Work to complete:
• 1. Set down the forum thread text verbatim, from "I'm talking about" up to and including "represent, say, 1.337.".
• 2. Decide whether each statement agrees with the forum thread: (a) The first post offers 1.337 as a value that needs representing. (b) The reply says it will try to disprove the earlier poster on Slashdot. (c) The reply carries a score of 2. Answer yes or no for each, and quote the deciding words.

Source document:
○ ○ ○
10. Re:Time For A New Supercomputer Metric by gentryx · 2012-09-13 01:29 · Score: 1
  
  I'm talking about fixed-point numbers, which are (almost) the same as integers in respect to the logic, but keep in mind the decimal point, which is is fixed (hence the name) to a certain place. Who in his right set of mind would propose to using pure integer arithmetic? You need a way to represent, say, 1.337.
  
  --
  Computer simulation made easy -- LibGeoDecomp
11. Re:Time For A New Supercomputer Metric by Jane+Q.+Public · 2012-09-13 08:02 · Score: 1
  
  "On a fixed point machine however adding both numbers will either result in an overflow or in two bits being tainted. And so on. Care to disprove me? "
  I would not attempt to try to "disprove" you on Slashdot. But I will argue with some of your assumptions.
○ ○ ○
Provided data:
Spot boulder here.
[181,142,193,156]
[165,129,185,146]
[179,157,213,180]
○ ○ ○
Answers in order:
• 1.
I'm talking about fixed-point numbers, which are (almost) the same as integers in respect to the logic, but keep in mind the decimal point, which is is fixed (hence the name) to a certain place. Who in his right set of mind would propose to using pure integer arithmetic? You need a way to represent, say, 1.337.

• 2.
(a) Yes: "You need a way to represent, say, 1.337."
(b) No: "I would not attempt to try to "disprove" you on Slashdot."
(c) No: "Score: 1"